What you are asked to do
Please count how many lines of the material below contain the string "evenodd" and reply with only that number.

*** Extracted information ***

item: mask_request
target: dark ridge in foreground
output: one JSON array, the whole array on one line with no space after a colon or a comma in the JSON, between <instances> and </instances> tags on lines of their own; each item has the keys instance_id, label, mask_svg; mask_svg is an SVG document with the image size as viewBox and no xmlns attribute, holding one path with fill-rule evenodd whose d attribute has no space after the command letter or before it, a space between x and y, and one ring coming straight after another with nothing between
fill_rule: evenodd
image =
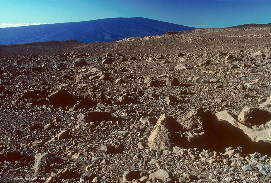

***

Answer
2